§ **Excerpt provided**:
Content starts

Is This a Hospital or a Hotel?
As the new St. Joseph’s Hospital in Highland, Ill., prepared to open in August, its chief executive exulted, “You feel like you could be at the Marriott.”
In the $63 million community hospital, patients all enjoy private rooms, with couches, flat-screen TVs and views of nature. Its lobby features stone fireplaces and a waterfall.
Some hospitals in the United States, like Cedars-Sinai in Los Angeles, have long been associated with deluxe accommodations, and others have always had suites for V.I.P.’s. But today even many smaller hospitals often offer general amenities, like room service and nail salons, more often associated with hotels than health care.
In the current boom of hospital construction, private rooms have become the norm. And some health economists worry that the luxury surroundings are adding unneeded costs to the nation’s $2.7 trillion health care bill.
There are some medical arguments for the trend — private rooms, for example, could lower infection rates and allow patients more rest as they heal. But the main reason for the largess is marketing.

Content ends

§ **What the task requires**: Pick up the text on hospitals that resemble hotels right after its final sentence and continue it.

§ **Source material**:
Content starts

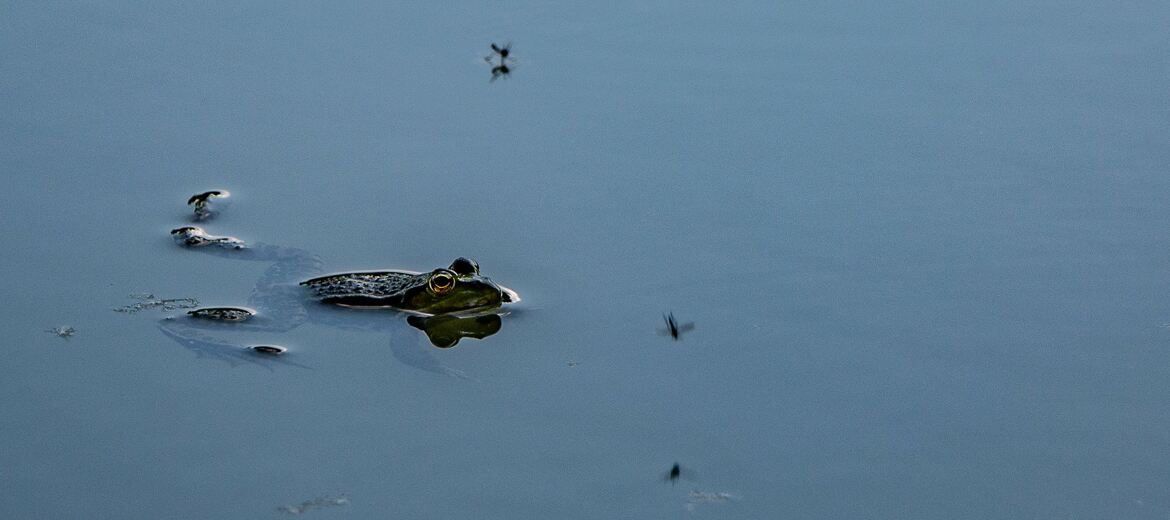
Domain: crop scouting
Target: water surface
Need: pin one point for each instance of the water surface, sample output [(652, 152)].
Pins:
[(923, 245)]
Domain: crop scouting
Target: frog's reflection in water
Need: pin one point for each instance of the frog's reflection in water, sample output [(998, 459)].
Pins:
[(446, 330), (442, 332)]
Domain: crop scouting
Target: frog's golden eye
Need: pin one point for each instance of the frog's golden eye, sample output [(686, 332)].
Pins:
[(441, 281)]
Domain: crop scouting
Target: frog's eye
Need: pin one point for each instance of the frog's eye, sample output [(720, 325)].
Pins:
[(441, 281), (463, 266)]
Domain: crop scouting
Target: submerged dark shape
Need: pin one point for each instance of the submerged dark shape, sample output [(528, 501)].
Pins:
[(64, 332), (282, 305), (195, 237), (678, 472), (268, 349), (446, 329), (673, 328), (149, 301), (222, 313), (499, 72)]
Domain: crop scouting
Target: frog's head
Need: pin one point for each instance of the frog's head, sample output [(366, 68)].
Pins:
[(455, 288)]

Content ends

§ **Written reply**:
In a highly competitive field, patients — sometimes now referred to as “guests” — appreciate amenities. The tactic works. “We found that patient demand correlates much better to amenities than quality of care,” said Dr. John Romley, a research professor at the Leonard D. Schaeffer Center for Health Policy and Economics of the University of Southern California, who has studied the trend. That means that hospitals can improve their bottom line and their reputation by focusing more on hospitality than health care — offering organic food by a celebrity chef rather than lowering medication errors, for example.
As a result, American hospitals are looking less and less like their more utilitarian counterparts in Europe, where the average hospital charges per day are often less than a quarter of those in the United States, according to the International Federation of Health Plans.
The Henry Ford health system in Michigan caused a stir after it hired a hotel industry executive, Gerard van Grinsven of the Ritz-Carlton Group, in 2006 to run its new hospital, Henry Ford West Bloomfield. He had opened 20 hotels and his “focus on people and service excellence” has helped the hospital thrive in a competitive market, said Nancy M. Schlichting, Henry Ford’s chief executive, who decided to hire him. The idea was to take care of patients’ needs, she said, clinical and otherwise.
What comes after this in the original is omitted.